━━━ INPUT MATERIAL

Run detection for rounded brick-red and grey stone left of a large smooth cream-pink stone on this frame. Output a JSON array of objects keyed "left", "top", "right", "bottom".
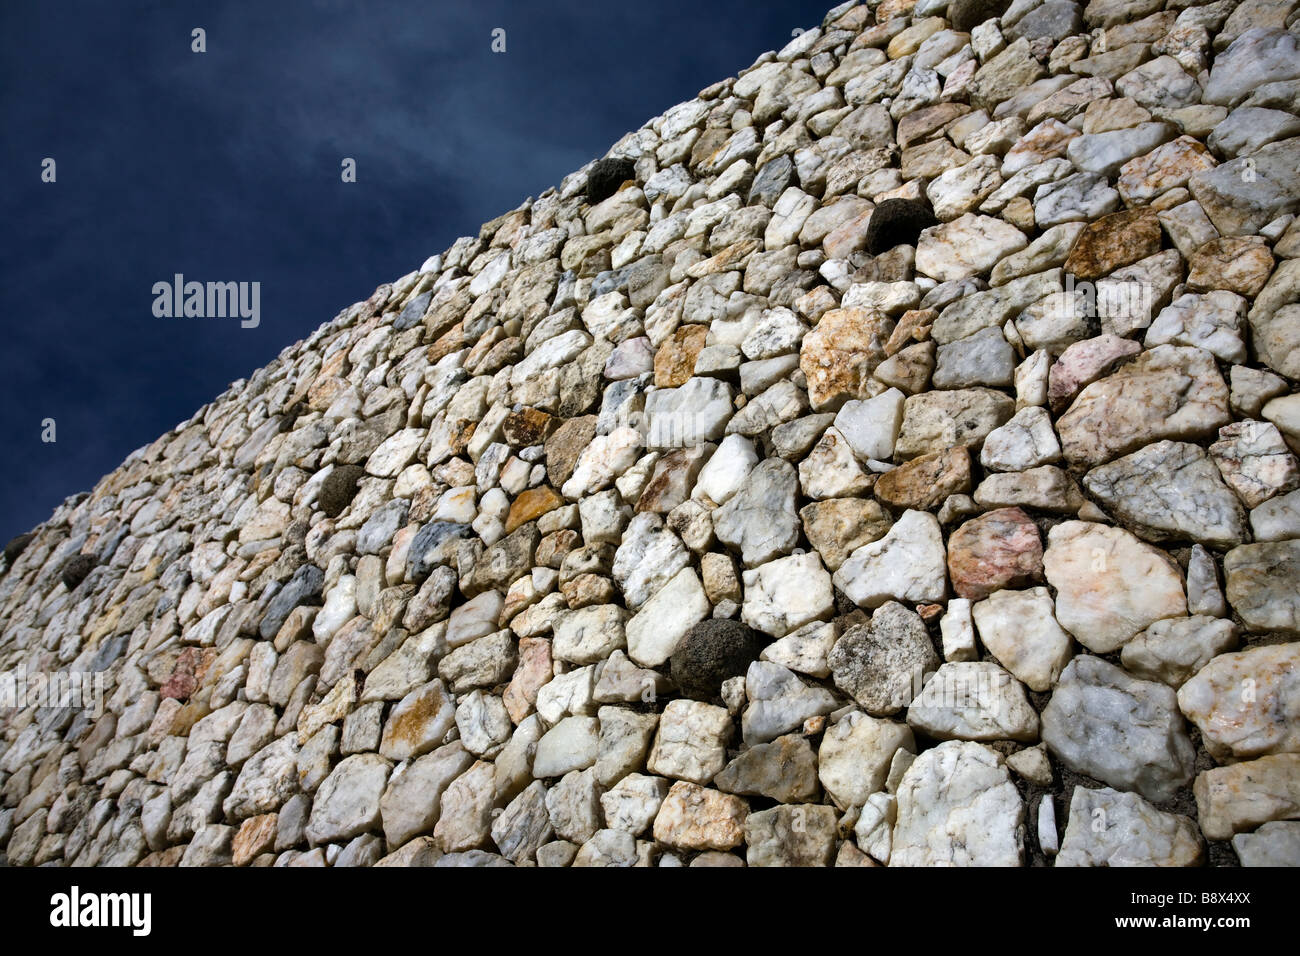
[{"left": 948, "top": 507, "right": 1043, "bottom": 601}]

━━━━━━
━━━ INPUT MATERIAL

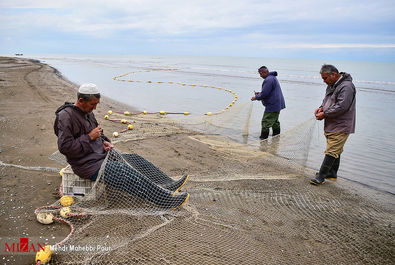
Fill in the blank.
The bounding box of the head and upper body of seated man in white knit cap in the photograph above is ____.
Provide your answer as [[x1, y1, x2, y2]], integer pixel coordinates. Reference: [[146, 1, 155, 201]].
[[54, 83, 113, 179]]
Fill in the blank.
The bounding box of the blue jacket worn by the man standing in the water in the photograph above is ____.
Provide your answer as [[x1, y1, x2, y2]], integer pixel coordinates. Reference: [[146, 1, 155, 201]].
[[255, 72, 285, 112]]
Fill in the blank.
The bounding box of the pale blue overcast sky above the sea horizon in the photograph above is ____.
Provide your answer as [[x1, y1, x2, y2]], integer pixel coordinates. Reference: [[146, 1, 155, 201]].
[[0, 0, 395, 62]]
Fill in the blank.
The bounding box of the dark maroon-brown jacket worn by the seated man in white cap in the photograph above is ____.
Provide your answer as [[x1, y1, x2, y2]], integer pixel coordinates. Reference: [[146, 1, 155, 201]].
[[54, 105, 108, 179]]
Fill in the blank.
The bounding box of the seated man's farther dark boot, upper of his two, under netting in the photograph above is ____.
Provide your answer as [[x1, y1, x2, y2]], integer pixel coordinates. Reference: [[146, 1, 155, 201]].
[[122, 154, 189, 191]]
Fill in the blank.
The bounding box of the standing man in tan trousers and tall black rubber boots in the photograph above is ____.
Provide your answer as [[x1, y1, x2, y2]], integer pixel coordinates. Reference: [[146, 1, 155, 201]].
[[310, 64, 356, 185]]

━━━━━━
━━━ INPUT MATERIAL

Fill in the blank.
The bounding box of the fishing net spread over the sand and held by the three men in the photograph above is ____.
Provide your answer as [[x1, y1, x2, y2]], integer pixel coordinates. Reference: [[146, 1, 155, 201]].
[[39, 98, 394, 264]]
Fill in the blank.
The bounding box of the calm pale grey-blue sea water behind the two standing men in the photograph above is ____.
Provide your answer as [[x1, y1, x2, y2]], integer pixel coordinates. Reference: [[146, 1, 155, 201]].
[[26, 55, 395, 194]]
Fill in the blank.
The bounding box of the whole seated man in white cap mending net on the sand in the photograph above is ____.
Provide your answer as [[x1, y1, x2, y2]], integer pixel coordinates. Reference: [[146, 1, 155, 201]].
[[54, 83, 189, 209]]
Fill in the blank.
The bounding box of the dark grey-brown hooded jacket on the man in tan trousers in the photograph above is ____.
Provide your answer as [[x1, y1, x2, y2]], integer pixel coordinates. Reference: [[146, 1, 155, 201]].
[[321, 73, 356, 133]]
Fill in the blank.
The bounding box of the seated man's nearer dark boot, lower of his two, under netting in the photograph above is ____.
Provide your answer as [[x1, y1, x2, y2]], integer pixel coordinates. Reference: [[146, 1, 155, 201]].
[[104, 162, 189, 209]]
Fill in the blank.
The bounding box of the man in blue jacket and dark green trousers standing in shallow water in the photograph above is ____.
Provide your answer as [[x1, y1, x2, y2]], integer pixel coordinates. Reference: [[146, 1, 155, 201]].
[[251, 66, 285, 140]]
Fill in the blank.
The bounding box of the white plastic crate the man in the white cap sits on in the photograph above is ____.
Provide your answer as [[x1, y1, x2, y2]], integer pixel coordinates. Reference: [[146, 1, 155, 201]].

━━━━━━

Run a filter over the data above and keep each line that contains the word "seated".

The bounding box of the head and upper body of seated man in white knit cap in the photograph above is ____.
The bounding box of the dark maroon-brown jacket worn by the seated man in white cap in the photograph above is ____.
The bounding box of the seated man's farther dark boot, upper of his two, under netting in the photograph above is ____.
The bounding box of the whole seated man in white cap mending net on the sand in the photograph above is ____.
The bounding box of the seated man's nearer dark boot, lower of his two, under netting in the photograph above is ____.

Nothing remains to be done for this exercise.